WORK REQUIRED
Only the lines from the one containing "Pick out the orchid stem, placing" through the end of the entries should be repeated, exactly as they appear, first and last included.
::: AVAILABLE DATA :::
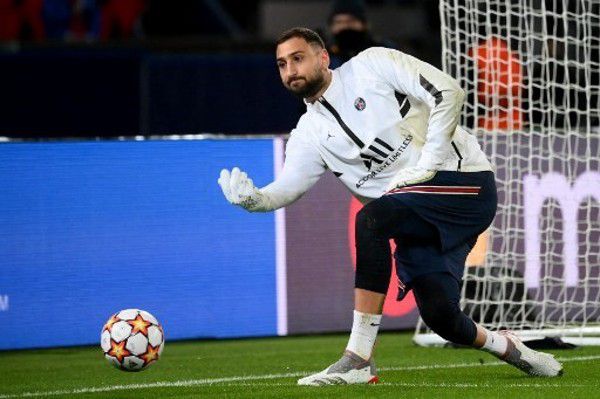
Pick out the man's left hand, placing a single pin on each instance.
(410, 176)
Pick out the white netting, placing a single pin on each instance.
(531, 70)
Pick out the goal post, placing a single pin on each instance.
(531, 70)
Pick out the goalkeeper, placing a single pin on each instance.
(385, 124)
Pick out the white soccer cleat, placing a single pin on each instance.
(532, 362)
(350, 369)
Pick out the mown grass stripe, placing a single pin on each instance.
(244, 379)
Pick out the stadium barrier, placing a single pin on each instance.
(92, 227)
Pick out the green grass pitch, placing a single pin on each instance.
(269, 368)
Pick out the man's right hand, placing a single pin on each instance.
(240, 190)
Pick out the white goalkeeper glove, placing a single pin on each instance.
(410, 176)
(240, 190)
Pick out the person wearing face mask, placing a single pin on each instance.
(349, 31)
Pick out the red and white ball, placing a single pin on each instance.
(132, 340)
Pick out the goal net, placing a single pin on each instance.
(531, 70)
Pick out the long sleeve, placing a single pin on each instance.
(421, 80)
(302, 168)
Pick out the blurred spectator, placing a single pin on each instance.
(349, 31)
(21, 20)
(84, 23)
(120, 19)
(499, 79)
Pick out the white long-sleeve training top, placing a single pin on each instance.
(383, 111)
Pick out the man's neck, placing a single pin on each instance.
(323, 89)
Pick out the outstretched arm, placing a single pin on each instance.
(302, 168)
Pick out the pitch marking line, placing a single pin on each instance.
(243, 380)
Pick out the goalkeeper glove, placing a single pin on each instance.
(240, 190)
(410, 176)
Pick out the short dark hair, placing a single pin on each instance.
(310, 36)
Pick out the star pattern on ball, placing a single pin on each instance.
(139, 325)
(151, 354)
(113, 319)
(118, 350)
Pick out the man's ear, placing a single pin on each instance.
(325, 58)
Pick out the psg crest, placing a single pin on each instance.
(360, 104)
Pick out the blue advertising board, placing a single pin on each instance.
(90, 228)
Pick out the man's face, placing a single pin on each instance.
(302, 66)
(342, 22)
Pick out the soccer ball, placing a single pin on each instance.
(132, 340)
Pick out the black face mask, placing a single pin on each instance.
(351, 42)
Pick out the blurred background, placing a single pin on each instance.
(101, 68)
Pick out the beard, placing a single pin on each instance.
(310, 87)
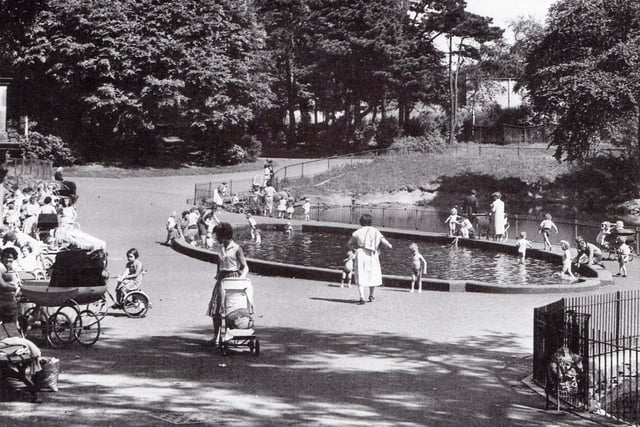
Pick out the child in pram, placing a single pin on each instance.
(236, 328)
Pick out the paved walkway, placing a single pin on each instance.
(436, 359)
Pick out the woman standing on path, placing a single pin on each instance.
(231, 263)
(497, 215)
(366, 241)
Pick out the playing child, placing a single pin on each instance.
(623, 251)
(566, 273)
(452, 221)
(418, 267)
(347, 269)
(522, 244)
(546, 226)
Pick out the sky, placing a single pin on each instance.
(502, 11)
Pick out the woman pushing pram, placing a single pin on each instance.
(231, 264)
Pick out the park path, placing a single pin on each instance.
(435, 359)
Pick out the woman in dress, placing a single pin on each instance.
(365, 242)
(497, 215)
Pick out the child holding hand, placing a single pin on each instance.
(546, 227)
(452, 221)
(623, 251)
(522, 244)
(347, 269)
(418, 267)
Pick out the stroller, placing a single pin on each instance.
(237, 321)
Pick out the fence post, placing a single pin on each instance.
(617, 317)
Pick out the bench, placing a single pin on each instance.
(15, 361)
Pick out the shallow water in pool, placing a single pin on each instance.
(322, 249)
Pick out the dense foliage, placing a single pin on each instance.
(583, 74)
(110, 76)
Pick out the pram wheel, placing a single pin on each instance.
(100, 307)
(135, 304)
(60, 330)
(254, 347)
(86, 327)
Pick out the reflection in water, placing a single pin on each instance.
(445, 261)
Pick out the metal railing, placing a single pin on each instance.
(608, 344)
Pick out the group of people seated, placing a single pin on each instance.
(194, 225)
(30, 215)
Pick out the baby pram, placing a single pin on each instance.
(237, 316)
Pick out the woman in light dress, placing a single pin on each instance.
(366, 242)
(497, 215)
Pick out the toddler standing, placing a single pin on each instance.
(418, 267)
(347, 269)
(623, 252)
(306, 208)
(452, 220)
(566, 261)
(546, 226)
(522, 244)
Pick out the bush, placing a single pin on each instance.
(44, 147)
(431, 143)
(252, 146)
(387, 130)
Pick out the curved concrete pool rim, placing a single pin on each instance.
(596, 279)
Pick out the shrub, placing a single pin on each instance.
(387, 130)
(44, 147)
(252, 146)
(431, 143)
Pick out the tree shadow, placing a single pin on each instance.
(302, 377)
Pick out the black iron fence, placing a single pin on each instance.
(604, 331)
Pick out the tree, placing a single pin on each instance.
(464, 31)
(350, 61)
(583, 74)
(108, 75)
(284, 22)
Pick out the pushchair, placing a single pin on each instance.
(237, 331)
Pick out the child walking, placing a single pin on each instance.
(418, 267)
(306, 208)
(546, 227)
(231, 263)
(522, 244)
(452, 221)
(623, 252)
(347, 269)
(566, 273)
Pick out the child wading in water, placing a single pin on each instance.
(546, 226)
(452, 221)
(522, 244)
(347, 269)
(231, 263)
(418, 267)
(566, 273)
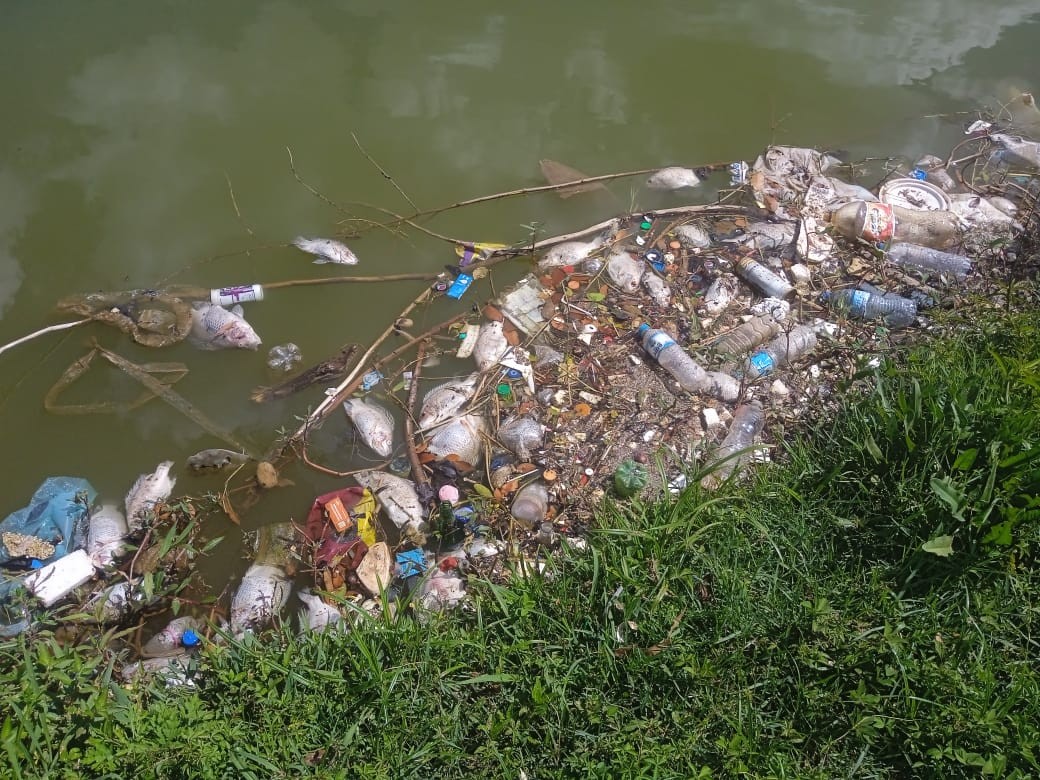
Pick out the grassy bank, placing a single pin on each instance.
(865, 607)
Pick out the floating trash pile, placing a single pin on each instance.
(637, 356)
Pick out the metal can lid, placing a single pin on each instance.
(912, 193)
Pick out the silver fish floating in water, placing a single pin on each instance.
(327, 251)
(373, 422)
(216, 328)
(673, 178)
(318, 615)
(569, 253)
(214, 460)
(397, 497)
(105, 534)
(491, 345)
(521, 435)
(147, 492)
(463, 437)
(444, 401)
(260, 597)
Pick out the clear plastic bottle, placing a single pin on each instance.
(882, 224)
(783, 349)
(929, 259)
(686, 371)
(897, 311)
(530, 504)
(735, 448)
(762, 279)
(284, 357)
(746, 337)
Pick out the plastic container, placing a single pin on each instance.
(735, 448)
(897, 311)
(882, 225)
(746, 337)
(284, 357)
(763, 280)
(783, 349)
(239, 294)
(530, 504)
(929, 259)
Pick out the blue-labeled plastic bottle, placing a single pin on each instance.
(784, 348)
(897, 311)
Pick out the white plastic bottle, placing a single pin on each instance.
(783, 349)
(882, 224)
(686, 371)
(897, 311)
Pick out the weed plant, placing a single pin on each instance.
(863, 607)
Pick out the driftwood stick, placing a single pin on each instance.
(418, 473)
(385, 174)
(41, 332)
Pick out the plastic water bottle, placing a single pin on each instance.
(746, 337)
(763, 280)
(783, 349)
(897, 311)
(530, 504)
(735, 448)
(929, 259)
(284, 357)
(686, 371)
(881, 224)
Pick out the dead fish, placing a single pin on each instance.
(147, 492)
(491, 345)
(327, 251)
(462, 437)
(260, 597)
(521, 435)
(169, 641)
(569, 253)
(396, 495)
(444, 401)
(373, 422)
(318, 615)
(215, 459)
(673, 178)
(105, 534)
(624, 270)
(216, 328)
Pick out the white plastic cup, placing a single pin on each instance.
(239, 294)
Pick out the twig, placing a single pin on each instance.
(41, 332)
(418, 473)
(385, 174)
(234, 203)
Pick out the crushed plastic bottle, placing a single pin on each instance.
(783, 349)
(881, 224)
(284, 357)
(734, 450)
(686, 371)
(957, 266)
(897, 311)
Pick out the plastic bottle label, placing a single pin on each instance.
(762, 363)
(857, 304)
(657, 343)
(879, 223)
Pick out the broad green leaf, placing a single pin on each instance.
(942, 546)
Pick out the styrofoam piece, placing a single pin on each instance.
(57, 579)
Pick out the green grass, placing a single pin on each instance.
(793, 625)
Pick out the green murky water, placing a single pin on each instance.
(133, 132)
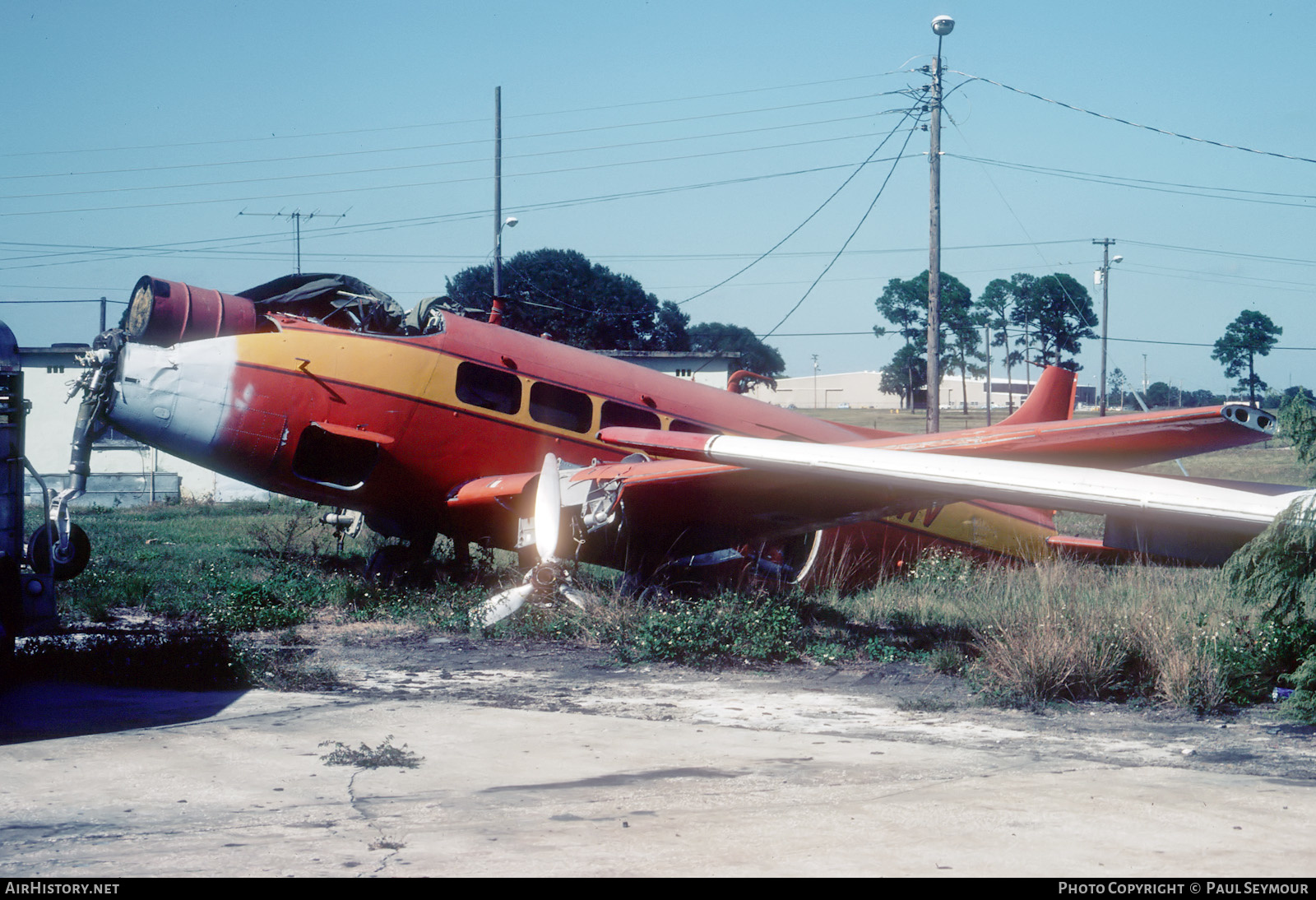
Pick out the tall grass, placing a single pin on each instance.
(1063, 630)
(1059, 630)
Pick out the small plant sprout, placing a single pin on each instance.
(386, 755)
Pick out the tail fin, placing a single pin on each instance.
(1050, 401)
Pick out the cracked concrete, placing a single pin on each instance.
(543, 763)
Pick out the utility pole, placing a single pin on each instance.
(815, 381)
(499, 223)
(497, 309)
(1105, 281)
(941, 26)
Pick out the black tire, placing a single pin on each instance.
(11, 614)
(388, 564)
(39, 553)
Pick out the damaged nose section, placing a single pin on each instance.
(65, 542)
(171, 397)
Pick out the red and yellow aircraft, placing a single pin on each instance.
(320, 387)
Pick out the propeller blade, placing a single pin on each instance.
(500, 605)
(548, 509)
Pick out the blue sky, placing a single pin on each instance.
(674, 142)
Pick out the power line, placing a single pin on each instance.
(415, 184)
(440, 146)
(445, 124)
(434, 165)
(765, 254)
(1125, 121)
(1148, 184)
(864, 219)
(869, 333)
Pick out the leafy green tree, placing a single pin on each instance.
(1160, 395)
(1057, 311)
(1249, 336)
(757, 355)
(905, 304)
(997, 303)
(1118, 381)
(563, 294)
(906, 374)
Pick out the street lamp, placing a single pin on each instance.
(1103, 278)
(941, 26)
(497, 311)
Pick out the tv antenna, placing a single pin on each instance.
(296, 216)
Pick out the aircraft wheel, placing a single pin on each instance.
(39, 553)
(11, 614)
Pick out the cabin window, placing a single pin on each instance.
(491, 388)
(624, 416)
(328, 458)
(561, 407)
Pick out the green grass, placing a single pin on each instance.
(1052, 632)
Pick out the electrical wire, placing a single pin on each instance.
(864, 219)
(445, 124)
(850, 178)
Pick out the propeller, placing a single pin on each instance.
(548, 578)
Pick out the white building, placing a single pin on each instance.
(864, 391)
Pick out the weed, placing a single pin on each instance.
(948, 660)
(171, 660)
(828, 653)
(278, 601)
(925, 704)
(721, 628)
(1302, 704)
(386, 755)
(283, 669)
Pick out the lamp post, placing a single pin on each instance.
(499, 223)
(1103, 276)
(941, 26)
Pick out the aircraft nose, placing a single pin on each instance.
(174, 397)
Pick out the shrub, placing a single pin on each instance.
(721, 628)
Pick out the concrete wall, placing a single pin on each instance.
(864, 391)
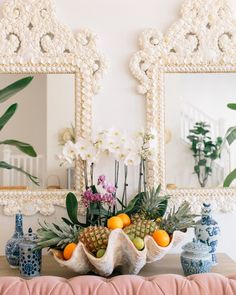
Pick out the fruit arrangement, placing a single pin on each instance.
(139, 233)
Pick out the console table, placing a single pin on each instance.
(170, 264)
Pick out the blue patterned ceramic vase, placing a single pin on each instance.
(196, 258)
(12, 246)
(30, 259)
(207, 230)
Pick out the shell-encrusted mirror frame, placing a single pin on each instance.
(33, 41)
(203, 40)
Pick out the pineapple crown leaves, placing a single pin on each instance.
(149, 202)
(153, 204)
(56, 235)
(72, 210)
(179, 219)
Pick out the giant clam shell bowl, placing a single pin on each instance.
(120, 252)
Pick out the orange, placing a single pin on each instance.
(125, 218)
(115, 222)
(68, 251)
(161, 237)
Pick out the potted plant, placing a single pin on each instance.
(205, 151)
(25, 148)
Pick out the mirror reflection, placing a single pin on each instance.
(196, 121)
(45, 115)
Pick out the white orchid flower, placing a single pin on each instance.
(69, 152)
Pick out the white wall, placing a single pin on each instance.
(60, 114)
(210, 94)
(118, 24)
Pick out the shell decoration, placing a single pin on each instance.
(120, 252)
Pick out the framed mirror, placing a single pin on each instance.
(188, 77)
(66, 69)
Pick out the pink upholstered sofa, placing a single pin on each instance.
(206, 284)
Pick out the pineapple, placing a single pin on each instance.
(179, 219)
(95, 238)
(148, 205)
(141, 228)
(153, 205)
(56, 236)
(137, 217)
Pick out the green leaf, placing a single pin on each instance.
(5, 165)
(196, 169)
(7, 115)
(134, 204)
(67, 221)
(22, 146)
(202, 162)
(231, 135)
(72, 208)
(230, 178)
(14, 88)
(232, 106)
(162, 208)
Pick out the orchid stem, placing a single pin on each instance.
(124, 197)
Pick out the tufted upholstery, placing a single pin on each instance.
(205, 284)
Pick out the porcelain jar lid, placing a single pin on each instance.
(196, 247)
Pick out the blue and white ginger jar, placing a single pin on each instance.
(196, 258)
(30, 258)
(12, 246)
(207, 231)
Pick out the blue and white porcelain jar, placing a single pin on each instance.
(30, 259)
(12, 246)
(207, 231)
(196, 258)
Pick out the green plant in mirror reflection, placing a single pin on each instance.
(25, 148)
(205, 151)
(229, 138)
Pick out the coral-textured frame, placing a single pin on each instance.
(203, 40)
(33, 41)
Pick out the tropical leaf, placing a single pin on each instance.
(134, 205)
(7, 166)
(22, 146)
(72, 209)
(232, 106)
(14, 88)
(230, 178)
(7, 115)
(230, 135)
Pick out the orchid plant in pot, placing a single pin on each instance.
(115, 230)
:::
OUTPUT OF THE TASK
Pick out the orchid stem, placing a single pin on each instance.
(124, 197)
Pick out the tufted upholstery, placing a single pin on each instance.
(205, 284)
Pick out the porcelain jar lid, placing a single pin on each instance.
(196, 247)
Pick out the blue and white ginger jar, placing a single pin on each instance.
(196, 258)
(30, 258)
(12, 246)
(207, 231)
Pick out the blue and white porcelain jar, placing a single pin on each instance.
(30, 259)
(12, 246)
(207, 231)
(196, 258)
Pick out the green plant in mirror reflection, placing a single pin on each instance.
(25, 148)
(205, 151)
(229, 138)
Pick out the coral-textured frame, placing a single pin on each instance.
(203, 40)
(33, 41)
Pick out the tropical leaf, placing a single pin on each instance.
(134, 205)
(7, 166)
(22, 146)
(72, 209)
(232, 106)
(14, 88)
(230, 178)
(7, 115)
(230, 135)
Pick out the orchid plant in pot, placing a single pin on each instance.
(115, 230)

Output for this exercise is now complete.